Pull out every line in the items below that contains the string "bathroom".
☆ ☆ ☆ ☆ ☆ ☆ ☆
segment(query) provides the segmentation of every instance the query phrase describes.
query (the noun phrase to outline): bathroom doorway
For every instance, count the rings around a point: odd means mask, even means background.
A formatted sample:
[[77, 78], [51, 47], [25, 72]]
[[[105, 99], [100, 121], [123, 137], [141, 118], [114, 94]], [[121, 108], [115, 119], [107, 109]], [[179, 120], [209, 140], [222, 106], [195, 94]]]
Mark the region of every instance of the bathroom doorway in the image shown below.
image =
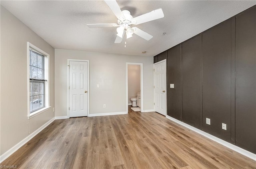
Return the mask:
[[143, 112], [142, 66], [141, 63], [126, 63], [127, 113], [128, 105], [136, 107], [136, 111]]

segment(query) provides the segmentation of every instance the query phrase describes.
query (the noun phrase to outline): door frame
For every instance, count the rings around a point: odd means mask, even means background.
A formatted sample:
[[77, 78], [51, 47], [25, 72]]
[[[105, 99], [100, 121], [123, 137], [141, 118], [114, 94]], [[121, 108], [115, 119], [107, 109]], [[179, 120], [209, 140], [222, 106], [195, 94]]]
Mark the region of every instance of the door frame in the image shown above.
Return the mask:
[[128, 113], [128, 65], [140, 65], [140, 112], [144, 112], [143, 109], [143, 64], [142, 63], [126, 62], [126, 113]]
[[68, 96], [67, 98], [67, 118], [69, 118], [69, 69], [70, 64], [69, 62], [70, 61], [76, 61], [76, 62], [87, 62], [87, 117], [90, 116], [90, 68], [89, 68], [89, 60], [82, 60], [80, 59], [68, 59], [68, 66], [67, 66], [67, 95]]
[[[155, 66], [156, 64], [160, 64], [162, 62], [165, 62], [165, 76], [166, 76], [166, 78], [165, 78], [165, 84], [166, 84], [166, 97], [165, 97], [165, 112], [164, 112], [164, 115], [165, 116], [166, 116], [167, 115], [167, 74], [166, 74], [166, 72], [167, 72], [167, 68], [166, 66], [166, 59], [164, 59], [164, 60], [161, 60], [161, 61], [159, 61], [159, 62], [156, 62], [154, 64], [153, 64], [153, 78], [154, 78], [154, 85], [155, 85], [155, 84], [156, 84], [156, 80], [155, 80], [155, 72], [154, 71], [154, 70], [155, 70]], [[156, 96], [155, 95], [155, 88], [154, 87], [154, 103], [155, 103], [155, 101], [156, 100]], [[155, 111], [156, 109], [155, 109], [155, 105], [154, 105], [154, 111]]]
☆ ☆ ☆ ☆ ☆ ☆ ☆
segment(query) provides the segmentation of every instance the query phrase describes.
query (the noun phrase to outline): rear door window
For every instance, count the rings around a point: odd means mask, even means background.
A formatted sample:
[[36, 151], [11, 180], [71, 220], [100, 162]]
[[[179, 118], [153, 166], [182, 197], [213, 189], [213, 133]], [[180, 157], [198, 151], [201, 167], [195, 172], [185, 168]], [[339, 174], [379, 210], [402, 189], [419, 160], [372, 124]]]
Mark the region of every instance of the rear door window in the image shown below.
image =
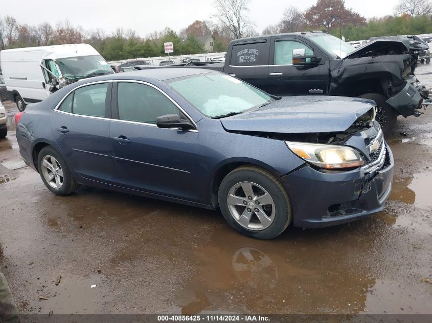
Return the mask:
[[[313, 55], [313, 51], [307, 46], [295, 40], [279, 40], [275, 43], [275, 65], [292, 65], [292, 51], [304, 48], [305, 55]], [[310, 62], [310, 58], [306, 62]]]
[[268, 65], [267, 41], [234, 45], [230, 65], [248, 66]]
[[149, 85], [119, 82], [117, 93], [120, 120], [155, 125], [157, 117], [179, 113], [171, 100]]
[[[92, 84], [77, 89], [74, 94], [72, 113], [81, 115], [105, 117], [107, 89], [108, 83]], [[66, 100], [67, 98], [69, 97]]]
☆ ☆ ☆ ☆ ☆ ☆ ☆
:: Solution to the problem ::
query (the noun phrase to outline): bathroom doorway
Mark the region of every instance of the bathroom doorway in the image shown below.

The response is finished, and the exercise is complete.